EXERCISE
Using the article on women's wine drinking below, state whether each of statements 1, 2 and 3 agrees with that article, answering yes or no and quoting the words that decide it. 1. Rates of risky drinking among women are now comparable with those among men. 2. A recent Nielsen survey found that more men than women drink wine. 3. Australia's wine consumption doubled from the 1960s to the 1980s.

EXCERPT
= Beginning of Section =

Few will be surprised to learn that risky alcohol consumption is skyrocketing in Australia. But while it’s mainly the intoxicated antics of young people that fill our emergency departments and newspaper reports each weekend, many tens of thousands of women of all ages and backgrounds are drinking at levels that pose a danger to their long-term health.
The simple fact is that wine is incredibly accessible to all of us. From those who want to spend a fortune on a good drop to those whose preference is a $10 bottle from the local drive-through, wine has become the socially accepted accompaniment to almost every social occasion. No wonder, then, that many of us have slipped into a pattern of alcohol abuse – without even realising it. Think this doesn’t apply to you? Then read on.
WHAT’S THE PROBLEM?
So acceptable is it for women to drink, and so available is our wine, that there has been a massive increase in the rates of problem drinking among women. Female rates of risky drinking are now comparable with men’s. “Culturally it’s acceptable for young women to drink and to become intoxicated,” says Dan Lubman, Professor of Addiction Studies at Monash University, and Director of Turning Point Alcohol & Drug Centre. According to Lubman, around 8% of women in their 30s, and 10% of women in their 40s, are drinking alcohol in a risky fashion – that is, drinking more than the National Health and Medical Research Council guidelines of no more than 14 standard drinks per week (see box on page 62). And 6% to 7% of 30- to 40-year-olds are drinking to intoxication and injuries at least weekly; 10% to 30% at least monthly.
“We have a permissive society towards intoxication,” says Lubman. “It’s seen as funny. It’s a really dangerous environment because it promotes more broadly the idea that it’s OK to get a bit tipsy.”
Lubman points to baby boomers as the portion of the population most likely to drink every day. Given their numbers (placed at more than four million), that’s shaping up to be a significant problem.
WHY DO WE LOVE WINE?
Basically, it comes down to taste – or so says Associate Professor Tony Spawton at the University of SA, a specialist in wine consumption and purchase behaviour. Since the 1960s, the use of refrigeration in the wine-making process has meant that the industry can produce more palatable wines than the heavy reds and oaked whites that tend to appeal less to women.
Women loved the new, crisp, clean, light varieties of white and, since they have the purchasing power, wine became the drink of choice in the home. Australia’s wine consumption increased fourfold from the 1960s to the 1980s, and wine remains, after beer, the most popular alcoholic beverage in the country.
A recent Nielsen survey found that more women now drink wine than men – we’re increasingly the ones who buy wine, who choose the wine at a restaurant, and who drink wine in the comfort of our homes.

= End of Section =

(Stored data entries)
= Beginning of Section =

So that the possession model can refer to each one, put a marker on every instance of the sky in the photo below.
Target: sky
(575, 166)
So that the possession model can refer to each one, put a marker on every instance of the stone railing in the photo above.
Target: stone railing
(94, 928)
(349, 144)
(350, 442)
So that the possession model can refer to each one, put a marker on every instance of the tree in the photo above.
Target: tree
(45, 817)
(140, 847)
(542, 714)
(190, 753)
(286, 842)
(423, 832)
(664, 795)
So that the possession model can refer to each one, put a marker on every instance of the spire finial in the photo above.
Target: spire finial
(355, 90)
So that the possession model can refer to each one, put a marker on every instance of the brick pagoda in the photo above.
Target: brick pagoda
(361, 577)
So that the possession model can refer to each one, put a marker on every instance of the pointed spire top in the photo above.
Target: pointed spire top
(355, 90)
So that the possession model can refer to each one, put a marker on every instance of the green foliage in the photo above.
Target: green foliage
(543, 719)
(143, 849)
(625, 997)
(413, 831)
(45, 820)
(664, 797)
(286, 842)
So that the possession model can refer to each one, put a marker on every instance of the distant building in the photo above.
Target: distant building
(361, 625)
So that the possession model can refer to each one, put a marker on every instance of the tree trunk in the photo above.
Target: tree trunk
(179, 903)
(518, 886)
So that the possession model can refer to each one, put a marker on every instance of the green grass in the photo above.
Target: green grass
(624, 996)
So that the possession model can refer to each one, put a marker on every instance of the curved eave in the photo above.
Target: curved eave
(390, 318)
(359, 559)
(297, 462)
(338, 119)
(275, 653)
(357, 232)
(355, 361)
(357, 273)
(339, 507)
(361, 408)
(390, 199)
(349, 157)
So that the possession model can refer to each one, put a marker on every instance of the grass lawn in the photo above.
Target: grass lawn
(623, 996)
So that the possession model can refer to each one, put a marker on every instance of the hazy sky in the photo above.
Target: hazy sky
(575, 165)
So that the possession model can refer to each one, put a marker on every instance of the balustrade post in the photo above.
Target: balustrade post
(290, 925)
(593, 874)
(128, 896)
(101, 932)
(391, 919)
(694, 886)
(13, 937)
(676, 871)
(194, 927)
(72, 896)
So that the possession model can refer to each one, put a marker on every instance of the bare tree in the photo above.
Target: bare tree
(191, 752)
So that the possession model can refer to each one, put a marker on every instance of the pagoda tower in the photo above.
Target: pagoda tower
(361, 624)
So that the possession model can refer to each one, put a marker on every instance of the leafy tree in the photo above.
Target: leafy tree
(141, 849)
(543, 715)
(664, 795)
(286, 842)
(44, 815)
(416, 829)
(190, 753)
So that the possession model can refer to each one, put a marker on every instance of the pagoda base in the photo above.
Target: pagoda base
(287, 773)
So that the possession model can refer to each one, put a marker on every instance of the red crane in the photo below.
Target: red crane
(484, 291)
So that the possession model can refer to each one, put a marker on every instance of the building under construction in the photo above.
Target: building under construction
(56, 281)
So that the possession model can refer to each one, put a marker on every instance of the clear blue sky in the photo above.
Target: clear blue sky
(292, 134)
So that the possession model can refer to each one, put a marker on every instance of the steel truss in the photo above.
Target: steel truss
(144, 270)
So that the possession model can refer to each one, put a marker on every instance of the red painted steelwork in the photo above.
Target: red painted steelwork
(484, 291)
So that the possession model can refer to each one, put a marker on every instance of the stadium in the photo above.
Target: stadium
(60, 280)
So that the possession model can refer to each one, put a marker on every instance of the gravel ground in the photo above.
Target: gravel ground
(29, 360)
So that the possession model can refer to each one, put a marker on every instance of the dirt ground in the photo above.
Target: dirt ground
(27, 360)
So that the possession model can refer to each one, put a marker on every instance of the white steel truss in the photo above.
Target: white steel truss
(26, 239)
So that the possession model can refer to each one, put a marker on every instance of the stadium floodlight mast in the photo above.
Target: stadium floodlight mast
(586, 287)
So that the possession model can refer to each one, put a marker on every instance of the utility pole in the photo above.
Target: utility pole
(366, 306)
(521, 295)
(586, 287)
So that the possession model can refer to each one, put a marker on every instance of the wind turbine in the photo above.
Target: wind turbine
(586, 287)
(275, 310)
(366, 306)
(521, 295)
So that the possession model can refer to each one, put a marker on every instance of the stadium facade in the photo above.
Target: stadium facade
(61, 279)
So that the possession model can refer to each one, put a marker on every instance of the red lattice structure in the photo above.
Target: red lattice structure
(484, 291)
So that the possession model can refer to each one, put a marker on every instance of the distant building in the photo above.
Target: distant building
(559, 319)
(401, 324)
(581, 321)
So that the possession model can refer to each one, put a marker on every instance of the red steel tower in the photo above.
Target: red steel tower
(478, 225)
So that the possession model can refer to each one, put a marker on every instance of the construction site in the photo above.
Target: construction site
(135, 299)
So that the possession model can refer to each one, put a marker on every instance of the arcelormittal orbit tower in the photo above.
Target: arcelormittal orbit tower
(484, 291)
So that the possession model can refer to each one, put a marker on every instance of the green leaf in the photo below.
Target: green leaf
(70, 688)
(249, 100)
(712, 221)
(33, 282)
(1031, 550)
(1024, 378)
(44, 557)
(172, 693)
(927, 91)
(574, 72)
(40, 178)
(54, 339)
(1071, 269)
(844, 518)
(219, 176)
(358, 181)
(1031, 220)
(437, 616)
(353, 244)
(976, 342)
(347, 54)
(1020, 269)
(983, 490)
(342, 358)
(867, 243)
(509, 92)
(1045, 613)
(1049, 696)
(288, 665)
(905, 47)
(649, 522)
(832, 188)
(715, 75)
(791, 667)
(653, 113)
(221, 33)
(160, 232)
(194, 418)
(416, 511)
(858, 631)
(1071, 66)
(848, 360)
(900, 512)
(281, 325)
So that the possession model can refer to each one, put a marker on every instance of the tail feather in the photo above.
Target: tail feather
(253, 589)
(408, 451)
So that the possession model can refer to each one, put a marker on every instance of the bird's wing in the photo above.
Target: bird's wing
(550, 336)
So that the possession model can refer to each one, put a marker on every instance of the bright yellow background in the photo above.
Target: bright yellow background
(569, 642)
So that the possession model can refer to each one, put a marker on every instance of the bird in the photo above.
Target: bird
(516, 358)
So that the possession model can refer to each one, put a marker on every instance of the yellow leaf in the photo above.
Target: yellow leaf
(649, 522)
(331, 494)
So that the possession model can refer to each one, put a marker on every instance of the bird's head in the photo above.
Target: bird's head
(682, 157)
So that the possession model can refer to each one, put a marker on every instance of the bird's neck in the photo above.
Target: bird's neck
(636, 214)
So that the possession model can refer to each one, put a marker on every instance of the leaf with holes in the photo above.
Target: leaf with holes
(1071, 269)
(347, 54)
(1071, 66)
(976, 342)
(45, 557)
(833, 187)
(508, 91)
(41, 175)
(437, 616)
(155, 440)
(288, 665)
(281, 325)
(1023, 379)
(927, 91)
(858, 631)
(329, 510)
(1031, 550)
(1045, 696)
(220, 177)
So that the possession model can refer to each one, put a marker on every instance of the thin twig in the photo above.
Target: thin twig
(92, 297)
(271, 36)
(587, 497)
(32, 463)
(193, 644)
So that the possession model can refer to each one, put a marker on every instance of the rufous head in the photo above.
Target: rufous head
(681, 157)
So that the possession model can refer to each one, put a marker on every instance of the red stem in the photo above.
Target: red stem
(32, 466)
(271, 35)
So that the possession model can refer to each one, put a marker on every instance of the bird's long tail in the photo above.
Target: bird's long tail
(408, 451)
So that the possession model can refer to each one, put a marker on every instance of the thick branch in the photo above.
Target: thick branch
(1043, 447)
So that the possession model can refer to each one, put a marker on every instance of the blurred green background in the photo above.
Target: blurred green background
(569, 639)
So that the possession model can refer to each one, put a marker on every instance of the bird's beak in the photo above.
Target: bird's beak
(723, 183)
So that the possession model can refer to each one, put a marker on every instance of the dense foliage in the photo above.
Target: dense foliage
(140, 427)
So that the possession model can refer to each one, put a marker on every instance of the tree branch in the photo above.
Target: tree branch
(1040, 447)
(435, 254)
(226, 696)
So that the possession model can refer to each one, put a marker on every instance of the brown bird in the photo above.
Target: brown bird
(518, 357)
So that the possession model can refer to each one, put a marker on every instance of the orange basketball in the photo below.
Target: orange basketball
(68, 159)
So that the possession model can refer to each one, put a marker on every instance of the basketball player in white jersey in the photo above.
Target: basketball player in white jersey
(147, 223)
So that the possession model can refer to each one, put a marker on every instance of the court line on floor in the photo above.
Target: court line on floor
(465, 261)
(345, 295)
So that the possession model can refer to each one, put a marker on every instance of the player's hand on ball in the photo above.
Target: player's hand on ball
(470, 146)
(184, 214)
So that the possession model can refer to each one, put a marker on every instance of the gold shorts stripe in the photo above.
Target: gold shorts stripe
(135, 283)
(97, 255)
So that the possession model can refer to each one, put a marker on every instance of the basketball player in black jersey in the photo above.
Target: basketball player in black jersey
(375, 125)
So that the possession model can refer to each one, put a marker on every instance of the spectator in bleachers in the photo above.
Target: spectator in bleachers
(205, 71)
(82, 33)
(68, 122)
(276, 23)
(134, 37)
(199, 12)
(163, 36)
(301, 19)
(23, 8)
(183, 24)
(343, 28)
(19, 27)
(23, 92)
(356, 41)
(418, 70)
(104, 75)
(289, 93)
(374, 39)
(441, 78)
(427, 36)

= End of Section =

RESPONSE
1. Yes: "Female rates of risky drinking are now comparable with men’s."
2. No: "A recent Nielsen survey found that more women now drink wine than men"
3. No: "Australia’s wine consumption increased fourfold from the 1960s to the 1980s"